## Aufgaben
A: Bitte fasse den Absatz aus dem Artikel über Richer von Senones, der mit „Richer war ein Mönch der Benediktinerabtei“ beginnt, als Stichpunktliste zusammen und behalte dabei die wesentlichen Fakten bei.
B: Bis zu welchem Jahr reicht laut dem Artikel über Richer von Senones seine Klostergeschichte von Senones?

## Artikel
◇ ◇ ◇ ◇
Richer von Senones
Richer von Senones (* um 1190; † um 1266) war ein Chronist im 13. Jahrhundert.
Leben
Richer war ein Mönch der Benediktinerabtei Saint-Pierre von Senones, gelegen in den lothringischen Vogesen. 1218 wurde er als Abgesandter seiner Abtei nach Würzburg an den Hof Kaiser Friedrichs II. entsandt, um dort über die Freilassung des Herzogs Theobald I. von Lothringen zu verhandeln. Später unternahm Richer weitere Reisen an verschiedene Orte in Lothringen und im Elsass sowie auch nach Saint-Denis. In der von ihm in Latein verfassten und vollständig erhaltenen Klostergeschichte von Senones, die bis zum Jahr 1264 reicht, hielt er neben seinen Reiseerlebnissen und Landschaftsbeschreibungen auch das politische Tagesgeschehen in Frankreich und dem Heiligen Römischen Reich fest.
◇ ◇ ◇ ◇
## Erfasste Daten
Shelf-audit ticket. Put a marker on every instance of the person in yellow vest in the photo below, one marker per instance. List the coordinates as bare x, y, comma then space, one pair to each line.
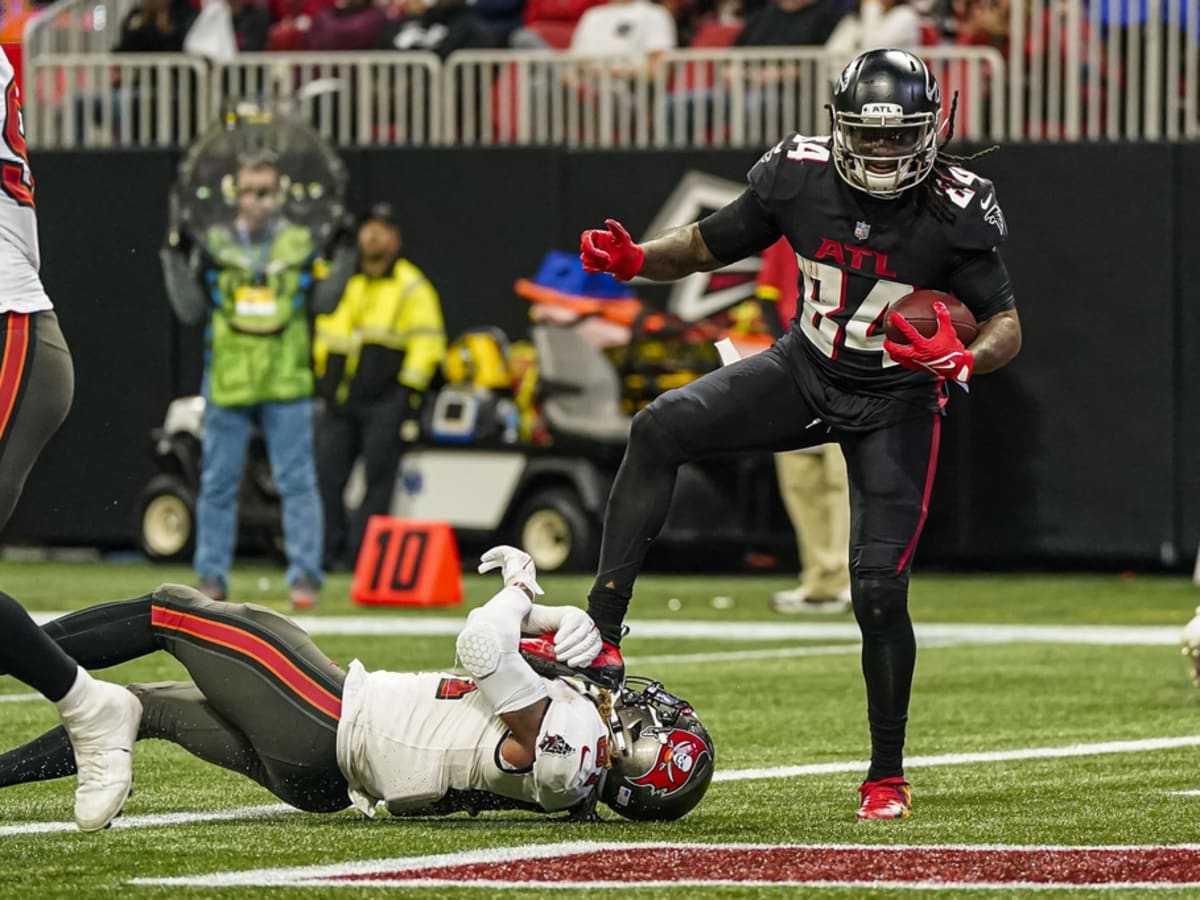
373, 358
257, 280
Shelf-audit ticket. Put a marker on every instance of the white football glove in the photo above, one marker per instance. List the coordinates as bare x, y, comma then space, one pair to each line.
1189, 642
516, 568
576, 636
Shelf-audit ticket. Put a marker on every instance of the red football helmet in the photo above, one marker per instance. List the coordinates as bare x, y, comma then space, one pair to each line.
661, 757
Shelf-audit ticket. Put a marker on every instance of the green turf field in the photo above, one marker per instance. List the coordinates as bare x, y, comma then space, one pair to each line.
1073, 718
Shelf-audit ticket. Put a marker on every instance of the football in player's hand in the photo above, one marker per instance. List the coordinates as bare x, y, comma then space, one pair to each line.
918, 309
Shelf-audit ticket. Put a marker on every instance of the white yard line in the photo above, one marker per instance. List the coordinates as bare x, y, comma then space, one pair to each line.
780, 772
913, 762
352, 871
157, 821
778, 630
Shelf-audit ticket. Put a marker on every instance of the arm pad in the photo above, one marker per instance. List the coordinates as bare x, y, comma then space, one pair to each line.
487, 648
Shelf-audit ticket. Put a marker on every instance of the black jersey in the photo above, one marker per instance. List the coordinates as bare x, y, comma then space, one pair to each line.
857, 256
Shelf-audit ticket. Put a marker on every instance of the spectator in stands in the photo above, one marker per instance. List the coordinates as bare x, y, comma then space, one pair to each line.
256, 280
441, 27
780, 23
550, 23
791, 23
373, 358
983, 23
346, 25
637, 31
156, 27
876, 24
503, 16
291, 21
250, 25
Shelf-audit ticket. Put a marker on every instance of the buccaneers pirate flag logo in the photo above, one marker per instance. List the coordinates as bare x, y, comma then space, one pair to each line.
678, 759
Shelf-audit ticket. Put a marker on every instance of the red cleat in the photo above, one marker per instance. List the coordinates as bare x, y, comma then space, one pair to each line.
◇ ◇ ◇ ◇
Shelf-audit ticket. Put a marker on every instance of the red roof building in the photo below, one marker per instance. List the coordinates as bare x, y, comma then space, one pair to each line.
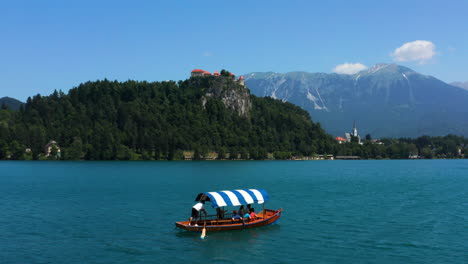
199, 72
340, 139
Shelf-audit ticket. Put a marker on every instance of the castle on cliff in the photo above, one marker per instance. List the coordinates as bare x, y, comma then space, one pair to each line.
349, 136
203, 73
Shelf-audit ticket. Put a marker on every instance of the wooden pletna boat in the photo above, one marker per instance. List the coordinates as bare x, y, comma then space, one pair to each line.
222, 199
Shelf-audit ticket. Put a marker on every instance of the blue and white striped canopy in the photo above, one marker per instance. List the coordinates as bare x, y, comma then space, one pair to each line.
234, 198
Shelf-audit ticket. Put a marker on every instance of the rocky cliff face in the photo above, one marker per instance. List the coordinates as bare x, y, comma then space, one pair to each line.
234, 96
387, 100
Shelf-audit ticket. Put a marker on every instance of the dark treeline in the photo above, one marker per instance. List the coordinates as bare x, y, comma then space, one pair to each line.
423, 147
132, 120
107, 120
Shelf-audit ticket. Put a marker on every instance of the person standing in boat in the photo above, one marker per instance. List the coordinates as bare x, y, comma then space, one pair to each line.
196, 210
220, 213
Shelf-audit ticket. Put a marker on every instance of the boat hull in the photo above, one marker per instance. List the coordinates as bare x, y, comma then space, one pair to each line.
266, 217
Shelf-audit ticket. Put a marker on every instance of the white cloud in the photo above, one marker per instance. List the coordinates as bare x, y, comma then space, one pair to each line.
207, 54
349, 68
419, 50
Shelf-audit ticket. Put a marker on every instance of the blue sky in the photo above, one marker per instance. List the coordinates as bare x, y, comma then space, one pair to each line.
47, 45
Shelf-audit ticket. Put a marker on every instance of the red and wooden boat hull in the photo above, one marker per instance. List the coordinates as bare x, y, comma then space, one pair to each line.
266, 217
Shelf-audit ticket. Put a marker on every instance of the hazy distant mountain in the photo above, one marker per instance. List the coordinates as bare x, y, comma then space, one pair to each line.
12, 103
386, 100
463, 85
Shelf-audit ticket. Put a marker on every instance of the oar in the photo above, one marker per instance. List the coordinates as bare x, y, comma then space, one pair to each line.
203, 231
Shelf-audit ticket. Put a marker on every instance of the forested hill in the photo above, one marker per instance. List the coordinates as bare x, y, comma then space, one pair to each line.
◇ ◇ ◇ ◇
## Lösungen
A:
- Mönch der Benediktinerabtei Saint-Pierre von Senones in den lothringischen Vogesen
- 1218 als Abgesandter der Abtei an den Hof Kaiser Friedrichs II. in Würzburg geschickt, um über die Freilassung Herzog Theobalds I. von Lothringen zu verhandeln
- Später Reisen nach Lothringen, ins Elsass und nach Saint-Denis
- Verfasser einer lateinischen, vollständig erhaltenen Klostergeschichte von Senones bis 1264
- Darin: Reiseerlebnisse, Landschaftsbeschreibungen und das politische Tagesgeschehen in Frankreich und im Heiligen Römischen Reich

B: Bis zum Jahr 1264.